• **Aim of the exercise**: Beginning at whichever line contains "Reviewer note: every instance of the lawn", reproduce each line of the records below word for word, ending with the last, and add nothing.

• **Dataset items**:
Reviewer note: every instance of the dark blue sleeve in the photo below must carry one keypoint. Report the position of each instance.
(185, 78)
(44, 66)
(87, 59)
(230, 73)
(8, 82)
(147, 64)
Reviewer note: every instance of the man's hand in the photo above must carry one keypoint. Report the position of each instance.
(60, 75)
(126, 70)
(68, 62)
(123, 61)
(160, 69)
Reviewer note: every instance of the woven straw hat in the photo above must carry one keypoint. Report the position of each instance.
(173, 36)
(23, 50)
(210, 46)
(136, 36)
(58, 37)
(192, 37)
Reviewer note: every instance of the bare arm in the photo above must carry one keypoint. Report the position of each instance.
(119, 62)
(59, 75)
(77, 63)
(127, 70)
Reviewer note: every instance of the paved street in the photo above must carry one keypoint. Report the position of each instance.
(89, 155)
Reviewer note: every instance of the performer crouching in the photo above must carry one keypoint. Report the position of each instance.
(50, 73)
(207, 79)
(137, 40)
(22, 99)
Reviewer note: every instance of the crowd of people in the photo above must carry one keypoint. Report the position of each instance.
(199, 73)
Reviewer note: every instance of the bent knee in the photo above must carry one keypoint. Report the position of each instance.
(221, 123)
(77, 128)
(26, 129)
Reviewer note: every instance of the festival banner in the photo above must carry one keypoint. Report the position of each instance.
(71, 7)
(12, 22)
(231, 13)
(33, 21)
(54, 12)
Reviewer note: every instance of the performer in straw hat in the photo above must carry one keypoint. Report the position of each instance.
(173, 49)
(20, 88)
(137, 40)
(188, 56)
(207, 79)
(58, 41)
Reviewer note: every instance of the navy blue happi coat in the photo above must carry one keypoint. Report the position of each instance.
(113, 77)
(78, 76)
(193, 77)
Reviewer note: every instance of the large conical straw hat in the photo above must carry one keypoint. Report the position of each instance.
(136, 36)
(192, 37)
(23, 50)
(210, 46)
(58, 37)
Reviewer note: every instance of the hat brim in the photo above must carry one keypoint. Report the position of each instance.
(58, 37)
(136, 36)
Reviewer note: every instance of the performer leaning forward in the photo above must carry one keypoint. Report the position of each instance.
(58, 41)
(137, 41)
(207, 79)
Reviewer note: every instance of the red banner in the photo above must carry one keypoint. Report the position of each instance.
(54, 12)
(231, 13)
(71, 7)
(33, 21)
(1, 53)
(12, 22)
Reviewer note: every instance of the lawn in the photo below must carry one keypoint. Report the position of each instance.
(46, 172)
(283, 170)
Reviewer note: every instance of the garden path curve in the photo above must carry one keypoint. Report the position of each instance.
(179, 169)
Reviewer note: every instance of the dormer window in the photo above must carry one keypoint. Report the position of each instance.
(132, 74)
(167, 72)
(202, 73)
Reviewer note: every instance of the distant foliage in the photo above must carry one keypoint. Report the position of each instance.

• **Finished exercise**:
Reviewer note: every instance of the lawn in the photo below must carry one keypoint. Report the position of each instance.
(46, 172)
(283, 170)
Reviewer note: every instance of the garden path curve in the photo above must carry one keypoint. Report the position of each instance.
(179, 169)
Reviewer note: every instance of the dormer window in the photo above must carry one keypoint. Report the position of each instance.
(132, 74)
(167, 72)
(202, 73)
Reviewer note: every instance of the distant foliage in the photo above must carry one keypoint. Report the position of each instance.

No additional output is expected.